» **TEXT SECTION**
China’s factory, retail sectors skid as Covid hits growth
China’s economy lost more steam in November as factory output growth slowed and retail sales extended declines, both missing forecasts and clocking their worst readings since May, hobbled by surging Covid-19 infections and widespread virus curbs.
The data suggested a further deterioration in economic conditions as lockdowns in many cities, a persistent property-sector crunch and weakening global demand pointed to a bumpy road ahead even as Beijing looked to ditch some of the world’s toughest anti-virus restrictions.
Industrial output rose 2.2% in November from a year earlier, missing expectations for a 3.6% gain in a Reuters poll and slowing significantly from the 5.0% growth seen in October, the National Bureau of Statistics (NBS) data showed on Thursday. It marked the slowest growth since May when Shanghai was under lockdown, partly due to disruptions in key manufacturing hubs Guangzhou and Zhengzhou.
Retail sales fell 5.9% amid broad-based weakness in the services sector, also the biggest contraction since May. Analysts had expected the gauge of consumption to shrink 3.7%, accelerating from a 0.5% dip in October.

» **PROBLEM REQUIREMENTS**
In the article on China's November economy, rewrite the paragraph beginning "Industrial output rose 2.2%" as a short bulleted list that keeps its main facts.

» **PROVIDED DATA**

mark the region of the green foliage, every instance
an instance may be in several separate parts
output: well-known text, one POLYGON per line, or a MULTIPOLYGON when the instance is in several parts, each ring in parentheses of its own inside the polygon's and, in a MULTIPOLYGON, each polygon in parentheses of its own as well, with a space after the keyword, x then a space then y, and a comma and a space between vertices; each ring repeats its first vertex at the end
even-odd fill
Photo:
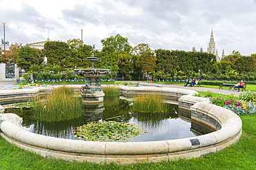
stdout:
POLYGON ((47 57, 47 62, 50 64, 57 64, 62 66, 69 61, 67 58, 71 55, 71 50, 67 43, 60 41, 47 41, 44 44, 44 54, 47 57), (66 59, 67 62, 66 62, 66 59))
POLYGON ((118 54, 130 54, 132 52, 132 47, 128 42, 128 38, 122 37, 120 34, 118 34, 115 36, 111 36, 109 38, 102 39, 100 41, 103 47, 113 45, 118 54))
POLYGON ((131 71, 131 57, 129 55, 125 54, 118 55, 118 68, 120 73, 124 75, 125 73, 129 73, 131 71))
POLYGON ((168 110, 163 96, 157 94, 134 98, 133 107, 134 111, 143 113, 166 113, 168 110))
POLYGON ((212 92, 210 90, 207 90, 207 93, 205 94, 205 97, 210 97, 212 96, 212 92))
POLYGON ((255 59, 252 56, 240 56, 234 63, 237 72, 243 74, 255 72, 255 59))
POLYGON ((91 66, 91 63, 87 61, 86 58, 91 57, 93 52, 91 45, 83 44, 80 39, 68 40, 67 44, 71 50, 70 57, 66 58, 65 65, 68 67, 75 66, 87 68, 91 66))
POLYGON ((118 70, 118 55, 113 45, 105 46, 100 53, 99 65, 109 65, 111 71, 118 70))
MULTIPOLYGON (((134 137, 138 139, 146 129, 139 129, 134 124, 113 121, 91 122, 73 130, 78 140, 89 141, 127 142, 134 137)), ((134 140, 136 142, 135 140, 134 140)))
POLYGON ((82 115, 82 101, 75 97, 73 89, 62 86, 53 90, 51 95, 33 101, 33 116, 39 121, 54 122, 77 118, 82 115))
POLYGON ((131 82, 127 82, 127 81, 125 81, 125 82, 116 81, 115 85, 126 85, 126 86, 138 87, 138 83, 135 85, 131 82))
POLYGON ((16 63, 18 67, 26 71, 39 71, 40 65, 44 61, 43 52, 32 48, 28 44, 18 50, 16 63))
POLYGON ((138 74, 153 72, 156 68, 156 57, 149 45, 140 43, 134 47, 133 63, 134 72, 138 74))
MULTIPOLYGON (((212 54, 195 52, 184 52, 158 49, 155 50, 157 58, 158 70, 165 72, 192 70, 196 72, 201 70, 203 72, 212 72, 216 56, 212 54)), ((175 75, 177 76, 177 75, 175 75)))
POLYGON ((104 86, 103 92, 105 96, 119 96, 119 89, 114 85, 104 86))
POLYGON ((256 102, 256 92, 249 91, 241 93, 238 98, 245 102, 256 102))

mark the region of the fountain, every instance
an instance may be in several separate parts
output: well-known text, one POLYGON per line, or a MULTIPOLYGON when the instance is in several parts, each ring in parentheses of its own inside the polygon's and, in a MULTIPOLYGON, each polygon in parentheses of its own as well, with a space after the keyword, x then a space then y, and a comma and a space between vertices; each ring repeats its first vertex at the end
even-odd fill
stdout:
POLYGON ((110 74, 109 69, 95 69, 93 63, 98 61, 99 59, 95 57, 93 54, 91 57, 87 57, 87 61, 91 62, 91 69, 75 69, 75 74, 79 74, 86 78, 86 83, 82 86, 82 97, 84 103, 98 103, 103 102, 104 94, 100 87, 100 77, 103 77, 106 74, 110 74))

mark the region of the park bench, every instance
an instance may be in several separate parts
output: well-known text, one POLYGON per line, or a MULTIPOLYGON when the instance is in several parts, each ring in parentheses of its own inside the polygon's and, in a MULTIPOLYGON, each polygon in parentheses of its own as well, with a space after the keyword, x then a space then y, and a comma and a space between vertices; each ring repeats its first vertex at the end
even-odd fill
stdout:
POLYGON ((194 85, 194 86, 201 87, 201 83, 199 83, 199 84, 195 84, 195 85, 194 85))
MULTIPOLYGON (((234 91, 235 89, 233 89, 233 87, 236 84, 233 84, 233 83, 222 83, 219 85, 219 89, 223 89, 223 87, 228 87, 228 90, 232 89, 234 91)), ((244 90, 246 91, 246 85, 244 85, 244 88, 240 88, 240 89, 241 89, 242 92, 244 90)))

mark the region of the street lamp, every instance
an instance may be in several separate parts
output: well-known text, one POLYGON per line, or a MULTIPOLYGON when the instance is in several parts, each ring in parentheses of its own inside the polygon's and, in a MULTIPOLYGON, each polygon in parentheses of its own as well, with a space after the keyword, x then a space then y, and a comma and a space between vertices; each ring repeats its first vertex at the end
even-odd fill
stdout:
POLYGON ((6 23, 3 23, 3 50, 6 53, 6 23))
POLYGON ((81 38, 81 39, 82 39, 82 31, 83 31, 83 30, 81 30, 81 32, 82 32, 82 38, 81 38))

» **EXPECTED ANSWER**
- Industrial output grew 2.2% in November from a year earlier, according to National Bureau of Statistics data released Thursday.
- That missed the 3.6% gain forecast in a Reuters poll.
- Growth slowed sharply from 5.0% in October.
- It was the slowest growth since May, when Shanghai was under lockdown.
- Disruptions in the manufacturing hubs Guangzhou and Zhengzhou were partly responsible.